**MATERIAL PROVIDED:**
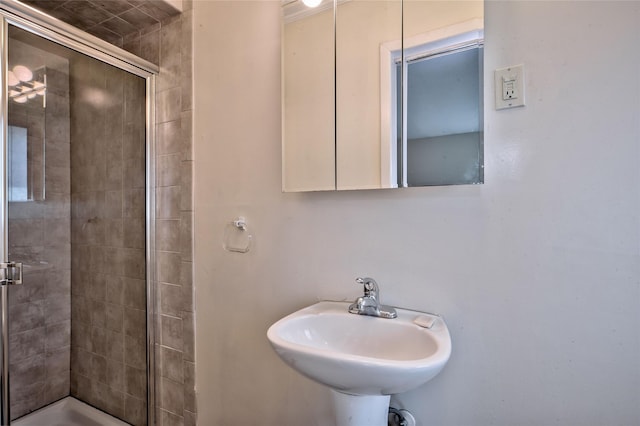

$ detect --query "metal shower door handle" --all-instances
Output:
[0,262,22,285]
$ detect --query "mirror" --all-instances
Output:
[282,0,484,192]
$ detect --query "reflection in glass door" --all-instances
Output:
[3,26,148,425]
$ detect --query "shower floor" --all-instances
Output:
[11,396,129,426]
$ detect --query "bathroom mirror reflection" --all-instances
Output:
[282,0,484,192]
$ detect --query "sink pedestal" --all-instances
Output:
[331,389,391,426]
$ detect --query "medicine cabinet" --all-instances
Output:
[282,0,484,192]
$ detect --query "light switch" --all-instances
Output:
[494,65,524,109]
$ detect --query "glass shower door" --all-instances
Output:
[2,25,148,425]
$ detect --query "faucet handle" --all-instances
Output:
[356,277,380,298]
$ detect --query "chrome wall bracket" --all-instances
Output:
[0,262,22,285]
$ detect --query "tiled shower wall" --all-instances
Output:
[10,0,196,426]
[70,55,147,425]
[117,1,196,426]
[9,53,71,419]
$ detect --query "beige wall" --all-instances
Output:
[194,1,640,426]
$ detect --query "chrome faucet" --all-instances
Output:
[349,277,398,318]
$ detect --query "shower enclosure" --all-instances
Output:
[0,6,157,425]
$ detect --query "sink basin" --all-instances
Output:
[267,302,451,401]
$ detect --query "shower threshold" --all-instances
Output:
[11,396,129,426]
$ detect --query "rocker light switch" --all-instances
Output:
[494,65,524,109]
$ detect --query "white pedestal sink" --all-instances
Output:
[267,302,451,426]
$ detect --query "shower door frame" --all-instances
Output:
[0,0,160,426]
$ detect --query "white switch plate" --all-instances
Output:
[494,64,524,109]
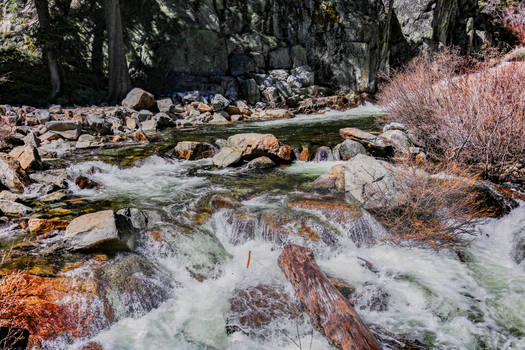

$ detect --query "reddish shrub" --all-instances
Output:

**WRITTEN INSTRUCTION:** How many lines in the listing above contain the word "wall"? Reply with the number only.

**REPLY TO THE TASK:** 3